**What to do:**
Give only the number of lines in the listing below that contain the string "black", treating uppercase and lowercase letters as distinct.

**Data supplied:**
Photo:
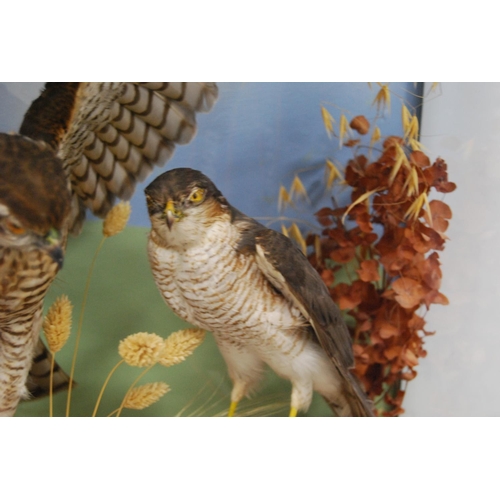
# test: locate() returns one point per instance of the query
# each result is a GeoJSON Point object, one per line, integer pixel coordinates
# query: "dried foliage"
{"type": "Point", "coordinates": [386, 243]}
{"type": "Point", "coordinates": [379, 254]}
{"type": "Point", "coordinates": [117, 219]}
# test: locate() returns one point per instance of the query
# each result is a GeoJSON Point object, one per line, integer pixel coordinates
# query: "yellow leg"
{"type": "Point", "coordinates": [232, 409]}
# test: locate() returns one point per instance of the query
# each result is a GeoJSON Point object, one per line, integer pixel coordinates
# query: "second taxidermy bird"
{"type": "Point", "coordinates": [254, 290]}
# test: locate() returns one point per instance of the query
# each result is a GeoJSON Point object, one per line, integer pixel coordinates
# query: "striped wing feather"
{"type": "Point", "coordinates": [290, 272]}
{"type": "Point", "coordinates": [119, 131]}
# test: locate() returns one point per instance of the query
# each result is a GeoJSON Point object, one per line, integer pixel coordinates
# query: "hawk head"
{"type": "Point", "coordinates": [181, 202]}
{"type": "Point", "coordinates": [34, 197]}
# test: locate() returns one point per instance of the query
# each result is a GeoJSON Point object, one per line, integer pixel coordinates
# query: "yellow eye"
{"type": "Point", "coordinates": [197, 195]}
{"type": "Point", "coordinates": [14, 228]}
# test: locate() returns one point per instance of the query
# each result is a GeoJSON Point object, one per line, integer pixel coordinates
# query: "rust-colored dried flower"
{"type": "Point", "coordinates": [141, 349]}
{"type": "Point", "coordinates": [179, 345]}
{"type": "Point", "coordinates": [117, 219]}
{"type": "Point", "coordinates": [57, 323]}
{"type": "Point", "coordinates": [145, 395]}
{"type": "Point", "coordinates": [360, 124]}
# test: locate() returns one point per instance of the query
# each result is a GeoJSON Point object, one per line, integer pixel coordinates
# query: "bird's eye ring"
{"type": "Point", "coordinates": [14, 228]}
{"type": "Point", "coordinates": [197, 195]}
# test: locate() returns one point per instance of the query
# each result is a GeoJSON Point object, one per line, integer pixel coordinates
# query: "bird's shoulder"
{"type": "Point", "coordinates": [290, 272]}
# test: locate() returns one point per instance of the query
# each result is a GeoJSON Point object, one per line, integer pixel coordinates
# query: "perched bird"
{"type": "Point", "coordinates": [81, 145]}
{"type": "Point", "coordinates": [254, 290]}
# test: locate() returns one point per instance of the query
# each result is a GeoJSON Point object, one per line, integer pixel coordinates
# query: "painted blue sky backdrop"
{"type": "Point", "coordinates": [258, 136]}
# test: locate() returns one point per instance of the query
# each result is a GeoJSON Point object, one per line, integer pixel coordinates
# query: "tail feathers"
{"type": "Point", "coordinates": [353, 401]}
{"type": "Point", "coordinates": [38, 383]}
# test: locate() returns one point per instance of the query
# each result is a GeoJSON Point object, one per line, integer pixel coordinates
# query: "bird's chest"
{"type": "Point", "coordinates": [24, 280]}
{"type": "Point", "coordinates": [217, 288]}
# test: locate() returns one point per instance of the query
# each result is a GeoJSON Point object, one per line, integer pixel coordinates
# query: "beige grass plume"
{"type": "Point", "coordinates": [57, 323]}
{"type": "Point", "coordinates": [145, 395]}
{"type": "Point", "coordinates": [117, 219]}
{"type": "Point", "coordinates": [179, 345]}
{"type": "Point", "coordinates": [141, 349]}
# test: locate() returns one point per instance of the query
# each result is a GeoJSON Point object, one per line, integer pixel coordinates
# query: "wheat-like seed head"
{"type": "Point", "coordinates": [57, 323]}
{"type": "Point", "coordinates": [117, 219]}
{"type": "Point", "coordinates": [145, 395]}
{"type": "Point", "coordinates": [179, 345]}
{"type": "Point", "coordinates": [141, 349]}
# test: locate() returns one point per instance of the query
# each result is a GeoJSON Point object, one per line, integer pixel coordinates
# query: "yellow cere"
{"type": "Point", "coordinates": [197, 195]}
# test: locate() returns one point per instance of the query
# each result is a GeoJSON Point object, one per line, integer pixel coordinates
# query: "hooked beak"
{"type": "Point", "coordinates": [171, 214]}
{"type": "Point", "coordinates": [52, 243]}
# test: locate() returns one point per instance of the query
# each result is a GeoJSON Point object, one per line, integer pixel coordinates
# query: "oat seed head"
{"type": "Point", "coordinates": [145, 395]}
{"type": "Point", "coordinates": [141, 349]}
{"type": "Point", "coordinates": [179, 345]}
{"type": "Point", "coordinates": [57, 323]}
{"type": "Point", "coordinates": [117, 219]}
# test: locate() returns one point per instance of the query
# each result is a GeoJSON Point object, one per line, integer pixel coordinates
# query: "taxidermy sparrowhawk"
{"type": "Point", "coordinates": [81, 145]}
{"type": "Point", "coordinates": [254, 290]}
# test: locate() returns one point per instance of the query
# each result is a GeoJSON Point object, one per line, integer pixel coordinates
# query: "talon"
{"type": "Point", "coordinates": [232, 409]}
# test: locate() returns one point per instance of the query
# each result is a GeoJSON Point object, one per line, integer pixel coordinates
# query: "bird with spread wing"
{"type": "Point", "coordinates": [254, 290]}
{"type": "Point", "coordinates": [81, 146]}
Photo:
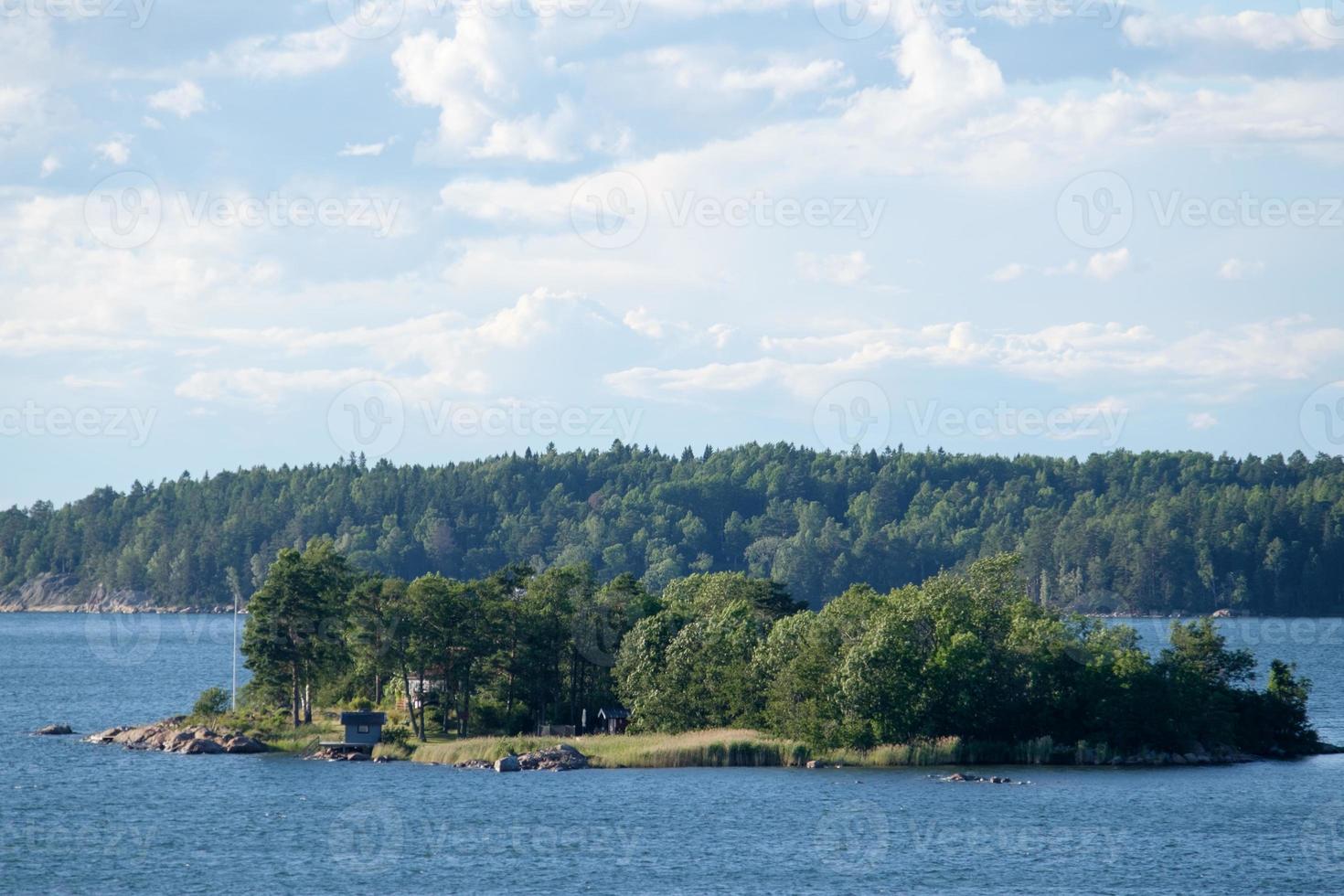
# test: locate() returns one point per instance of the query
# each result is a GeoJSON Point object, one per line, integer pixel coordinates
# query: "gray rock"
{"type": "Point", "coordinates": [54, 730]}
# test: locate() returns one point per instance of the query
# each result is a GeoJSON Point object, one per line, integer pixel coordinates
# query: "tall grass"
{"type": "Point", "coordinates": [743, 747]}
{"type": "Point", "coordinates": [718, 747]}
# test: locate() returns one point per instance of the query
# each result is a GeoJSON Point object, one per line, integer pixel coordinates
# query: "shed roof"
{"type": "Point", "coordinates": [363, 718]}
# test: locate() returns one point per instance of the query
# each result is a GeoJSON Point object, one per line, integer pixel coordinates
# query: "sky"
{"type": "Point", "coordinates": [436, 229]}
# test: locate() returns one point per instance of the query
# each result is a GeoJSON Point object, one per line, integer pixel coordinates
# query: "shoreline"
{"type": "Point", "coordinates": [711, 749]}
{"type": "Point", "coordinates": [228, 609]}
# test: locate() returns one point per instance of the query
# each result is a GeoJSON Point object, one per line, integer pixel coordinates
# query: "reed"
{"type": "Point", "coordinates": [694, 749]}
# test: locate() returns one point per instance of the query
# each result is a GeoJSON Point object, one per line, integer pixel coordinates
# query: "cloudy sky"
{"type": "Point", "coordinates": [268, 231]}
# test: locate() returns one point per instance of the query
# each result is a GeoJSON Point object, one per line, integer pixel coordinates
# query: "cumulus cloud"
{"type": "Point", "coordinates": [186, 100]}
{"type": "Point", "coordinates": [841, 269]}
{"type": "Point", "coordinates": [1108, 265]}
{"type": "Point", "coordinates": [1240, 269]}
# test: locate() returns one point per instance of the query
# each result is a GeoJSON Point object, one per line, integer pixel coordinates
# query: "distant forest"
{"type": "Point", "coordinates": [1158, 531]}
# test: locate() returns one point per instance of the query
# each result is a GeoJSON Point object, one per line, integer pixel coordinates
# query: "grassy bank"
{"type": "Point", "coordinates": [738, 747]}
{"type": "Point", "coordinates": [718, 747]}
{"type": "Point", "coordinates": [742, 747]}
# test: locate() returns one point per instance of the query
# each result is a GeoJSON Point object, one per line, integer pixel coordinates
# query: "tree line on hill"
{"type": "Point", "coordinates": [1158, 531]}
{"type": "Point", "coordinates": [965, 655]}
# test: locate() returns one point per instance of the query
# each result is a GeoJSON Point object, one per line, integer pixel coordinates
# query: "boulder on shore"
{"type": "Point", "coordinates": [169, 736]}
{"type": "Point", "coordinates": [560, 758]}
{"type": "Point", "coordinates": [54, 730]}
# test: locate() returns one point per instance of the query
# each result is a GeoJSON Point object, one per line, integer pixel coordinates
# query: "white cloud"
{"type": "Point", "coordinates": [1246, 30]}
{"type": "Point", "coordinates": [117, 149]}
{"type": "Point", "coordinates": [1108, 265]}
{"type": "Point", "coordinates": [843, 269]}
{"type": "Point", "coordinates": [288, 55]}
{"type": "Point", "coordinates": [641, 323]}
{"type": "Point", "coordinates": [360, 151]}
{"type": "Point", "coordinates": [786, 80]}
{"type": "Point", "coordinates": [1240, 269]}
{"type": "Point", "coordinates": [186, 100]}
{"type": "Point", "coordinates": [1201, 421]}
{"type": "Point", "coordinates": [1008, 272]}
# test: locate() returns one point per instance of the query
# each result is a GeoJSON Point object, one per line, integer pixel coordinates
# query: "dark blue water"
{"type": "Point", "coordinates": [77, 817]}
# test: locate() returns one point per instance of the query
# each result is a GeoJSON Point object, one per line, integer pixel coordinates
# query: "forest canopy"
{"type": "Point", "coordinates": [964, 655]}
{"type": "Point", "coordinates": [1158, 531]}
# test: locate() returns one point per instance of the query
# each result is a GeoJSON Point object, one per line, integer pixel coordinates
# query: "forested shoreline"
{"type": "Point", "coordinates": [963, 656]}
{"type": "Point", "coordinates": [1149, 532]}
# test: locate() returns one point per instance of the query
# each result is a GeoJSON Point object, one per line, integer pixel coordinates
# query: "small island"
{"type": "Point", "coordinates": [723, 669]}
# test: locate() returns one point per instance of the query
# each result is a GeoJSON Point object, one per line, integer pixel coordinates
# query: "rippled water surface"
{"type": "Point", "coordinates": [77, 817]}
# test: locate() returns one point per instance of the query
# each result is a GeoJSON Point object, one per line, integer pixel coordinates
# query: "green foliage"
{"type": "Point", "coordinates": [965, 657]}
{"type": "Point", "coordinates": [212, 701]}
{"type": "Point", "coordinates": [1152, 531]}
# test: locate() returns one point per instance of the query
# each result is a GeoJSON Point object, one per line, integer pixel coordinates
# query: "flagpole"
{"type": "Point", "coordinates": [235, 589]}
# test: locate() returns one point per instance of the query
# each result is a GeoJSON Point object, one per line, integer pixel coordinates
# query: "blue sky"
{"type": "Point", "coordinates": [263, 232]}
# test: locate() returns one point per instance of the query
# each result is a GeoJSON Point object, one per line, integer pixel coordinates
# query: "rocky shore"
{"type": "Point", "coordinates": [59, 592]}
{"type": "Point", "coordinates": [171, 735]}
{"type": "Point", "coordinates": [560, 758]}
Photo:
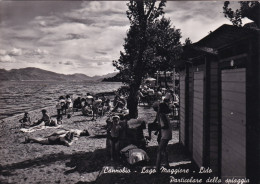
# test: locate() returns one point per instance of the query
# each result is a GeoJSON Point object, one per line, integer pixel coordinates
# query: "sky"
{"type": "Point", "coordinates": [85, 36]}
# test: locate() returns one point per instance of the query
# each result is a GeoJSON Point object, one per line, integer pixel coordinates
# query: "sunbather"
{"type": "Point", "coordinates": [25, 121]}
{"type": "Point", "coordinates": [63, 137]}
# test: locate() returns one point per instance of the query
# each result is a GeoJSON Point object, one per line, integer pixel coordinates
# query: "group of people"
{"type": "Point", "coordinates": [45, 120]}
{"type": "Point", "coordinates": [118, 131]}
{"type": "Point", "coordinates": [163, 107]}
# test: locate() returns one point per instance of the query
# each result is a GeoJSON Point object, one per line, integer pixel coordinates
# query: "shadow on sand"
{"type": "Point", "coordinates": [88, 162]}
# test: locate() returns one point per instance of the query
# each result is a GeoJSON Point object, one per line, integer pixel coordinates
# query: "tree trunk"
{"type": "Point", "coordinates": [165, 80]}
{"type": "Point", "coordinates": [132, 102]}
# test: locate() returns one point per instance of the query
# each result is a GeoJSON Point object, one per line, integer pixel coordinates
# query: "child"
{"type": "Point", "coordinates": [114, 130]}
{"type": "Point", "coordinates": [26, 120]}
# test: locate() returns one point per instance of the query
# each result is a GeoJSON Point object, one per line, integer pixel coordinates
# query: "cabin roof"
{"type": "Point", "coordinates": [225, 35]}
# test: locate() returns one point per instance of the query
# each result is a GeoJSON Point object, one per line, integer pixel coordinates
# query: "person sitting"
{"type": "Point", "coordinates": [106, 106]}
{"type": "Point", "coordinates": [45, 120]}
{"type": "Point", "coordinates": [113, 130]}
{"type": "Point", "coordinates": [69, 106]}
{"type": "Point", "coordinates": [59, 109]}
{"type": "Point", "coordinates": [120, 105]}
{"type": "Point", "coordinates": [97, 107]}
{"type": "Point", "coordinates": [77, 104]}
{"type": "Point", "coordinates": [63, 104]}
{"type": "Point", "coordinates": [63, 137]}
{"type": "Point", "coordinates": [25, 121]}
{"type": "Point", "coordinates": [166, 132]}
{"type": "Point", "coordinates": [135, 133]}
{"type": "Point", "coordinates": [104, 99]}
{"type": "Point", "coordinates": [154, 126]}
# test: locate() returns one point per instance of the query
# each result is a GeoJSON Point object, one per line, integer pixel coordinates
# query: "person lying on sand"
{"type": "Point", "coordinates": [25, 121]}
{"type": "Point", "coordinates": [45, 120]}
{"type": "Point", "coordinates": [113, 130]}
{"type": "Point", "coordinates": [62, 137]}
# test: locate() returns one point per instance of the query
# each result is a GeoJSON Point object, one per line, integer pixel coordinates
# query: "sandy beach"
{"type": "Point", "coordinates": [83, 162]}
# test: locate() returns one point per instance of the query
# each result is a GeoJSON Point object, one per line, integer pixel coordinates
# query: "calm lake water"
{"type": "Point", "coordinates": [19, 96]}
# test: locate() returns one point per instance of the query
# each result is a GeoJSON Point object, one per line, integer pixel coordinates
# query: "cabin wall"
{"type": "Point", "coordinates": [233, 92]}
{"type": "Point", "coordinates": [213, 130]}
{"type": "Point", "coordinates": [182, 107]}
{"type": "Point", "coordinates": [198, 114]}
{"type": "Point", "coordinates": [190, 109]}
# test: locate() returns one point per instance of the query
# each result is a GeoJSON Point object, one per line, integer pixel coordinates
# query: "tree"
{"type": "Point", "coordinates": [165, 41]}
{"type": "Point", "coordinates": [249, 9]}
{"type": "Point", "coordinates": [132, 62]}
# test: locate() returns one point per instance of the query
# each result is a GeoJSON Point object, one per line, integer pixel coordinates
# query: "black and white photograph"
{"type": "Point", "coordinates": [129, 92]}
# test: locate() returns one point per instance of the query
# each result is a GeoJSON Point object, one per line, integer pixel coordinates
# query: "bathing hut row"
{"type": "Point", "coordinates": [220, 102]}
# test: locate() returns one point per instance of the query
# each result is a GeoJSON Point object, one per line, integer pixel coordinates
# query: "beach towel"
{"type": "Point", "coordinates": [134, 155]}
{"type": "Point", "coordinates": [38, 127]}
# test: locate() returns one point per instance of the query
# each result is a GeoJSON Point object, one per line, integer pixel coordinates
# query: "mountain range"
{"type": "Point", "coordinates": [36, 74]}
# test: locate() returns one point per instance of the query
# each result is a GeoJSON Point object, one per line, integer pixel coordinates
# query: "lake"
{"type": "Point", "coordinates": [19, 96]}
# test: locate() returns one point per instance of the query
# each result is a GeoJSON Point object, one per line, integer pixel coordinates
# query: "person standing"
{"type": "Point", "coordinates": [166, 132]}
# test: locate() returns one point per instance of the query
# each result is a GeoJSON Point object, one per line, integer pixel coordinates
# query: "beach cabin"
{"type": "Point", "coordinates": [220, 102]}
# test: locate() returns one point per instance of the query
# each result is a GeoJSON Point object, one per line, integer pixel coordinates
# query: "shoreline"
{"type": "Point", "coordinates": [108, 94]}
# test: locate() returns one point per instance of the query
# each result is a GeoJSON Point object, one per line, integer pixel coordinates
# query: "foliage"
{"type": "Point", "coordinates": [133, 61]}
{"type": "Point", "coordinates": [249, 9]}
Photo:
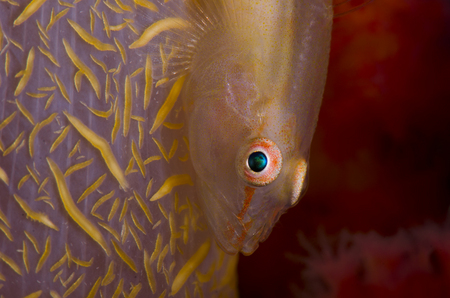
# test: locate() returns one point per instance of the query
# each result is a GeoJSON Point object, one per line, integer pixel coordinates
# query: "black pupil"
{"type": "Point", "coordinates": [257, 161]}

**Worked answer:**
2